▸ What you should do
Retype all the entries word for word, but omit the pictures.

▸ Extracted data
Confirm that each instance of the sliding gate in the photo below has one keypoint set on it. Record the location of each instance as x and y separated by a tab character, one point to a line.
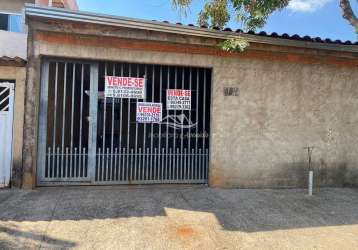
86	137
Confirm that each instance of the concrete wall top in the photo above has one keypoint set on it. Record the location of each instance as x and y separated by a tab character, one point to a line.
13	6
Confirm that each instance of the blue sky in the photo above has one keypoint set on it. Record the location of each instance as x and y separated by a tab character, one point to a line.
304	17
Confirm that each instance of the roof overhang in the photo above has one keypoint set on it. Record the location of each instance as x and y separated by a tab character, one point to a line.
140	24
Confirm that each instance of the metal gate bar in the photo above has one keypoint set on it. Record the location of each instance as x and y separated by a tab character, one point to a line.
63	131
173	159
112	148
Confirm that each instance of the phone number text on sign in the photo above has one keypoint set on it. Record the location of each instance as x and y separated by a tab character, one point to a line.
178	99
149	112
124	87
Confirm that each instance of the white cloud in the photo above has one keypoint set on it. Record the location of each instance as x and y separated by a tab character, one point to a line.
306	5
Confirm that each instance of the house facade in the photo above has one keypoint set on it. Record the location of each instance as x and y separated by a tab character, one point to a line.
13	58
114	100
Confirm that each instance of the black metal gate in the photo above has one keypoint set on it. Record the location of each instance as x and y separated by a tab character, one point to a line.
86	137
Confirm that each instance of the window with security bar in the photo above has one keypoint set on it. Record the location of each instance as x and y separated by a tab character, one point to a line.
4	99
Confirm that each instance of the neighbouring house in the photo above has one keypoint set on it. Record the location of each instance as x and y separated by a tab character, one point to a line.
116	100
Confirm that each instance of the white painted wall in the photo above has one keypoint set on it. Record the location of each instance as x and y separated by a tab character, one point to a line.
13	44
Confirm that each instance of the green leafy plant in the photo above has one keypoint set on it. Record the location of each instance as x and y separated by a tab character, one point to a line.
250	14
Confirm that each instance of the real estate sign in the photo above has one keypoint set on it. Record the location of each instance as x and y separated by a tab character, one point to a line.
178	99
124	87
149	112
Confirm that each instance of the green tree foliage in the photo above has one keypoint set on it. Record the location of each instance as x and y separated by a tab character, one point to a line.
251	14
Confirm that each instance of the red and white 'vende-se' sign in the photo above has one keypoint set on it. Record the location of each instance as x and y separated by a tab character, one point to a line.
124	87
178	99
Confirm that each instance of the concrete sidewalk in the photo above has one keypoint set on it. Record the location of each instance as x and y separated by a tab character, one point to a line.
178	218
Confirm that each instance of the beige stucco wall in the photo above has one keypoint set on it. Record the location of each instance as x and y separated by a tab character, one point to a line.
258	137
19	75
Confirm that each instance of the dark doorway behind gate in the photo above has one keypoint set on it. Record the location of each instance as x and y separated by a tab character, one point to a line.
91	139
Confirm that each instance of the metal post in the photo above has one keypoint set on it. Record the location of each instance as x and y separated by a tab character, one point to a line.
92	137
43	122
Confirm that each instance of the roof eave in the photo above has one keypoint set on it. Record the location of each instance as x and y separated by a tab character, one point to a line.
133	23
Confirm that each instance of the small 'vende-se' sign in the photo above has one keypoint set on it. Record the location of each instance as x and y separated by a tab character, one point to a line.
149	112
124	87
178	99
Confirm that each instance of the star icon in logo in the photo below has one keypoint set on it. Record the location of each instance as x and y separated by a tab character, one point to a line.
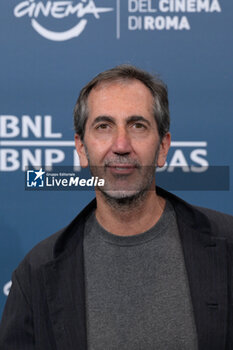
39	174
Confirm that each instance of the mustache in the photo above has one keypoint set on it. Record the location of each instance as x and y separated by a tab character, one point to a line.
122	160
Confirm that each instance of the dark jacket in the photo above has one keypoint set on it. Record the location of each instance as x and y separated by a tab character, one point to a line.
45	309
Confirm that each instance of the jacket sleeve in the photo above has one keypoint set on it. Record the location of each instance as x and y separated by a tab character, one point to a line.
16	329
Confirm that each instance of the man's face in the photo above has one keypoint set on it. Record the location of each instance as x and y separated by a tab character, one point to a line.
121	142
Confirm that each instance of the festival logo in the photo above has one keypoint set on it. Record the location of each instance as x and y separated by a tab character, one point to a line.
60	10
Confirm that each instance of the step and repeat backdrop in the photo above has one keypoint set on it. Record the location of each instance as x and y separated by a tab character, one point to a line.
50	49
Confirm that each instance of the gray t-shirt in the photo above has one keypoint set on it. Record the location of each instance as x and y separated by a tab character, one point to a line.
137	292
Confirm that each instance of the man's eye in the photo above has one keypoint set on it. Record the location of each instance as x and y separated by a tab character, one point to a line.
102	126
139	126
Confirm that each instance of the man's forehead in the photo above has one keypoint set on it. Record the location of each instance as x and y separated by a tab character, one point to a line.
134	86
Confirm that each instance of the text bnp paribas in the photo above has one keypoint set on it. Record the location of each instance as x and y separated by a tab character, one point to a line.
167	14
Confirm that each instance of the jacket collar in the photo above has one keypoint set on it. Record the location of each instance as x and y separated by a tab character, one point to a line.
205	259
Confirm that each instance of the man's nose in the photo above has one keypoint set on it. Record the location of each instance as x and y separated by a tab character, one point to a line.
122	142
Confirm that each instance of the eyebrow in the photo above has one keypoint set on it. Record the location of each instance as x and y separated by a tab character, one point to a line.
133	118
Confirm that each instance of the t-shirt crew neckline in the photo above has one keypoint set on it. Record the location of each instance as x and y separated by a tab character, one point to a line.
139	238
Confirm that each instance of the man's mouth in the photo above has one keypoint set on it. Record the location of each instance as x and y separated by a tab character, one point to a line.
124	169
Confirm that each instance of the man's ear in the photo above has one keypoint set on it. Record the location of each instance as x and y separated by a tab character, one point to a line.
80	148
163	150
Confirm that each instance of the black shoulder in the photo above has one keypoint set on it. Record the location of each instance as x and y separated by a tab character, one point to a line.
43	251
221	224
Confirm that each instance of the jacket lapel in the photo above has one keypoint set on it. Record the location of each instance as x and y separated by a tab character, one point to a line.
65	287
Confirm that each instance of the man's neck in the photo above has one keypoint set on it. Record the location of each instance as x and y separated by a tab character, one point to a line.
137	219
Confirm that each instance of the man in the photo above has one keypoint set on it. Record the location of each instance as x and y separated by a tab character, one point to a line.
139	268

▸ Result for this task
Confirm that each instance of the sliding gate in the photo below has one keypoint set on it. Record the location of each instance as x and y separated by a tab character, one point to a line.
86	137
Confirm that each instance of the concrete wall top in the photo above has one keypoint set on it. Record the location of each instance as x and y separated by a tab character, one point to a line.
13	6
Confirm that each instance of the blue sky in the photo above has one keypoint set on it. Record the location of each instance as x and y separated by a tab character, one point to a line.
304	17
Confirm that each instance of the roof overhang in the photo above has one keypoint set on it. Record the location of each instance as x and y separated by a tab character, one point to a line.
140	24
Confirm that each instance of the metal gate bar in the photo above has one keypoint set on it. Record the location of each instance as x and y separated by a tab character, one point to a line.
63	131
173	159
112	148
Confirm that each instance of the phone number text on sign in the photo above has one keypoint set on it. Record the location of each instance as x and y separated by a tab character, one point to a line.
178	99
149	112
124	87
Confirm that each instance of the white cloud in the photo above has one keypoint set on it. Record the location of each instance as x and y separated by a tab character, one point to a line.
306	5
Confirm that each instance of the house facade in the photo above has one keypoint set on it. Record the location of each instance as x and y separated by a tab character, one point to a line.
13	58
114	100
Confirm that each instance of the black metal gate in the photo above has one keypoint set on it. Record the location of each instance as x and y separated by a tab character, one point to a line.
86	137
Confirm that each instance of the window with security bar in the photo above has one keypoint set on it. Record the location of each instance as x and y separated by a tab character, one point to a line.
4	99
Confirm that each instance of the neighbouring house in the photo above has one keypoint set on it. Record the location of each instance as x and y separated by a tab character, one point to a line.
116	100
Confirm that each instance of the white painted wall in the photo above has one keypoint set on it. Record the location of each instance as x and y separated by a tab character, one point to a line.
13	44
Confirm that each instance of the green leafy plant in the photo above has one keypoint set on it. Record the location of each instance as x and y separated by a tab character, one point to a line.
250	14
Confirm that each instance of the real estate sign in the photo above has one keypoint set on it. Record the location of each instance as x and y separated by a tab character, one point to a line.
178	99
124	87
149	112
Confirm that each instance of the green tree foliage in the photo above has one keypoint set on it. Record the location of each instance as x and y separated by a tab character, one point to a line.
251	14
Confirm that each instance of the red and white 'vende-se' sign in the photo above has one keypoint set on it. Record the location of each instance as x and y separated by a tab character, one point to a line.
124	87
178	99
Confirm that each instance of the concrete sidewalk in the photo above has one keypoint set on it. Record the location of each instance as x and y separated by a tab character, one point to a line.
178	218
Confirm that each instance of the beige stucco wall in the photo above has one keypoint set on it. Record the location of each instance as x and y separated by a tab character, one point to a line.
258	137
19	75
Confirm that each instance of the dark doorway behind gate in the photo above has one keypoint set on it. Record the location of each instance as x and y separated by a tab character, one point to a line.
91	139
Confirm that each instance of the metal post in the photo above has one keypoint set on it. Record the location of each instance as x and y separated by a tab character, one point to a line.
92	137
43	122
Confirm that each instance of the roof eave in the photo above has one keypoint set on it. Record the location of each instance as x and y separated by a tab character, one point to a line.
133	23
Confirm that each instance of the small 'vende-se' sign in the photo above has one keypoint set on it. Record the location of each instance as x and y separated by a tab character, one point to a line.
149	112
124	87
178	99
Confirm that each instance of the star icon in logo in the photo below has one keypoint set on it. Record the location of each instance as x and y separated by a tab character, one point to a line.
39	174
Confirm that each instance of the mustache in the photo above has one keypoint set on it. Record the location of each instance as x and y separated by a tab character, one point to a line.
122	160
Confirm that each instance of the dark jacket in the photo above has one keypoint set on it. Record the location of each instance as x and y separated by a tab character, one point to a line.
45	309
Confirm that each instance of the jacket sleeve in the photo above has one keypoint set on it. Record the location of each instance as x and y separated by a tab character, one point to a line.
16	329
Confirm that each instance of the man's face in the photo above has one keypoint set on it. Record the location of each instance as x and y separated by a tab character, one point to a line.
121	142
Confirm that each instance of the festival logo in the photo above has one keypoint set on it. Record the location of each instance as x and y separated by a tab character, one point to a line.
60	10
Confirm that each instance of the step and repeat backdrop in the photo above has one keypoint set on it. Record the location of each instance as x and y separated by a tab character, one point to a line.
50	49
Confirm that each instance of the gray t-shirt in the photo above has one keypoint set on it. Record the location of each instance as x and y separated by a tab character, one point to a line.
137	292
Confirm that each instance of the man's eye in the photo above has one keypoint set on it. Record the location of each instance as x and y separated by a tab character, one point to a line.
102	126
139	126
Confirm that each instance of the man's forehead in the photo above has one keypoint set on it. Record the location of each instance as x and y separated by a tab character, one point to a line.
134	86
Confirm that each instance of the text bnp paribas in the photo above has one keypoint set on it. Record the location of each instance as x and y separated by a tab character, one point to a line.
167	14
Confirm that each instance of the jacket collar in the photo above has one keypoint set on it. Record the location of each instance as x and y separated by a tab character, one point to a line.
205	259
Confirm that each instance of the man's nose in the photo above has one keypoint set on it. Record the location of each instance as x and y separated by a tab character, one point to a line.
122	142
Confirm that each instance of the eyebrow in the photo above has one keypoint set on it. Record the location of each instance as x and y separated by a tab character, one point to a line.
133	118
Confirm that each instance of the t-shirt crew neckline in the photo above has one keypoint set on it. Record the location of each instance as x and y separated by a tab character, one point to a line.
139	238
Confirm that each instance of the man's mouth in the photo above has one keypoint set on it. Record the location of each instance as x and y separated by a tab character, one point to a line.
124	169
Confirm that each instance of the man's ear in the photo above has one keypoint set on it. Record the location of each instance as x and y separated by a tab character, one point to a line.
80	148
163	150
Confirm that each instance of the black shoulder in the photo above has one keypoint set on it. Record the location of each instance as x and y separated by a tab character, one point to a line.
43	251
221	224
Confirm that each instance of the jacket lapel in the photo above has one keypoint set on it. Record the location of each instance as x and y separated by a tab character, one point to a line.
65	287
Confirm that each instance of the man's neck in the photo above has one keypoint set on it. Record the location of each instance as x and y separated by a tab character, one point to a line.
137	219
Confirm that each instance of the man in the photo above has one keypoint set on it. Record the location of each instance as x and y separated by a tab character, one point to a line.
139	268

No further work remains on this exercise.